● **EXERCISE DETAILS**
Convert every line of the listing below into a numbered list, skipping blank lines. Leave the pictures out.

-- Begin --

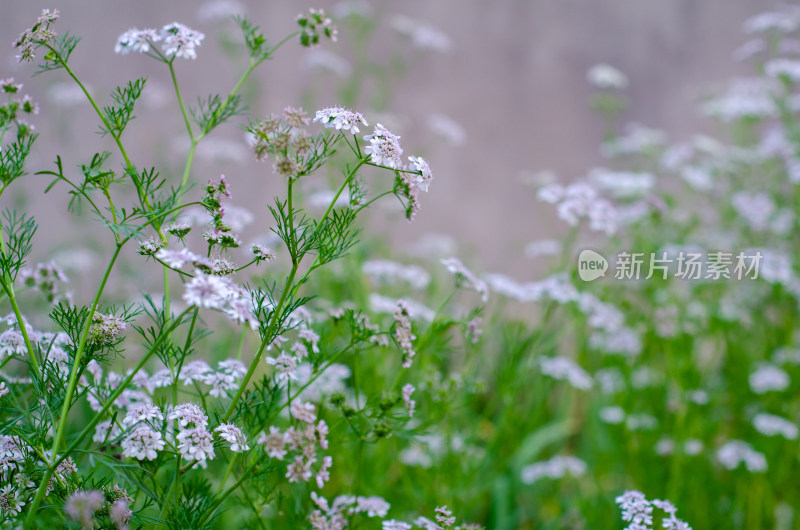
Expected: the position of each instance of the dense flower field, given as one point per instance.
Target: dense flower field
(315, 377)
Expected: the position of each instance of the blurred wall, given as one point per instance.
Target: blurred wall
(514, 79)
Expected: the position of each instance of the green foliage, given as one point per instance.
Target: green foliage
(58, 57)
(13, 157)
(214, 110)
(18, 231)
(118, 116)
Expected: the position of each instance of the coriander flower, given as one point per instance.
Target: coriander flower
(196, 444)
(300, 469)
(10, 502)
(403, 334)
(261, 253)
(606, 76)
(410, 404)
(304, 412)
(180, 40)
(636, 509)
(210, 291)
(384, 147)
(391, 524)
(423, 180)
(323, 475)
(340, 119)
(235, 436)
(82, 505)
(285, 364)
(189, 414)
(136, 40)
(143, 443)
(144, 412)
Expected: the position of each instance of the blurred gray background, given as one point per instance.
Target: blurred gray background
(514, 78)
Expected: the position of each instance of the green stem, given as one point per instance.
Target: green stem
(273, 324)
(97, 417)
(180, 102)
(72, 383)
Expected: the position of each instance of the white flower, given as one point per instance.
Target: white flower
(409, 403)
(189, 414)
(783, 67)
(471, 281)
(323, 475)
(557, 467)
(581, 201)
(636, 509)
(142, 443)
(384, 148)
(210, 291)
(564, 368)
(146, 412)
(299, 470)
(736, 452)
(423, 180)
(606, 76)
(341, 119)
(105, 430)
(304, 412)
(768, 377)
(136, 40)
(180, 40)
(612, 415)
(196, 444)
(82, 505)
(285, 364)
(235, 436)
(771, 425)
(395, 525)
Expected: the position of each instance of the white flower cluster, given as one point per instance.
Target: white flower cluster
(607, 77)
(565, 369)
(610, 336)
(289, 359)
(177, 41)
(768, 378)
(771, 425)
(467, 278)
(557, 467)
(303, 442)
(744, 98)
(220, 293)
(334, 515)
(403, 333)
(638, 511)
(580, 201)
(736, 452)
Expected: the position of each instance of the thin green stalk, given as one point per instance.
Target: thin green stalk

-- End --

● **EXERCISE RESULT**
1. Expected: the position of each instance of the dense flower field, given as one point per instance.
2. Target: dense flower field
3. (315, 377)
4. Expected: the position of each instance of the blurred wall, given as one point per instance.
5. Target: blurred wall
6. (514, 79)
7. Expected: the position of each instance of the green foliage, given as one point per instance.
8. Target: green foliage
9. (58, 57)
10. (13, 157)
11. (214, 110)
12. (18, 231)
13. (118, 116)
14. Expected: the position of each instance of the coriander flower, given as one point per instance.
15. Target: coriander flower
16. (196, 444)
17. (300, 469)
18. (10, 502)
19. (403, 334)
20. (261, 253)
21. (606, 76)
22. (410, 404)
23. (304, 412)
24. (180, 40)
25. (636, 509)
26. (210, 291)
27. (384, 147)
28. (391, 524)
29. (423, 180)
30. (323, 475)
31. (340, 119)
32. (235, 436)
33. (82, 505)
34. (285, 364)
35. (189, 414)
36. (136, 40)
37. (143, 443)
38. (144, 412)
39. Expected: the position of each instance of the blurred gray background, given as one point per instance.
40. Target: blurred gray background
41. (514, 78)
42. Expected: the position of each instance of the green stem, given as one point per instance.
43. Target: green stem
44. (273, 324)
45. (97, 417)
46. (180, 102)
47. (72, 383)
48. Expected: the position of each instance of the white flower, given as one point per instance.
49. Target: white flower
50. (409, 403)
51. (189, 414)
52. (783, 67)
53. (471, 281)
54. (323, 475)
55. (557, 467)
56. (581, 201)
57. (636, 509)
58. (142, 443)
59. (384, 148)
60. (210, 291)
61. (564, 368)
62. (146, 412)
63. (299, 470)
64. (736, 452)
65. (423, 180)
66. (606, 76)
67. (341, 119)
68. (105, 430)
69. (304, 412)
70. (768, 377)
71. (136, 40)
72. (180, 40)
73. (612, 415)
74. (196, 444)
75. (82, 505)
76. (285, 364)
77. (235, 436)
78. (771, 425)
79. (395, 525)
80. Expected: the position of each instance of the white flower cluster, given as one point per instance.
81. Target: white flower cluster
82. (607, 77)
83. (565, 369)
84. (610, 336)
85. (289, 359)
86. (177, 41)
87. (768, 378)
88. (771, 425)
89. (467, 278)
90. (557, 467)
91. (303, 442)
92. (744, 98)
93. (220, 293)
94. (334, 515)
95. (403, 333)
96. (638, 511)
97. (580, 201)
98. (736, 452)
99. Expected: the position of each instance of the thin green stalk, given as one point per instance.
100. Target: thin green stalk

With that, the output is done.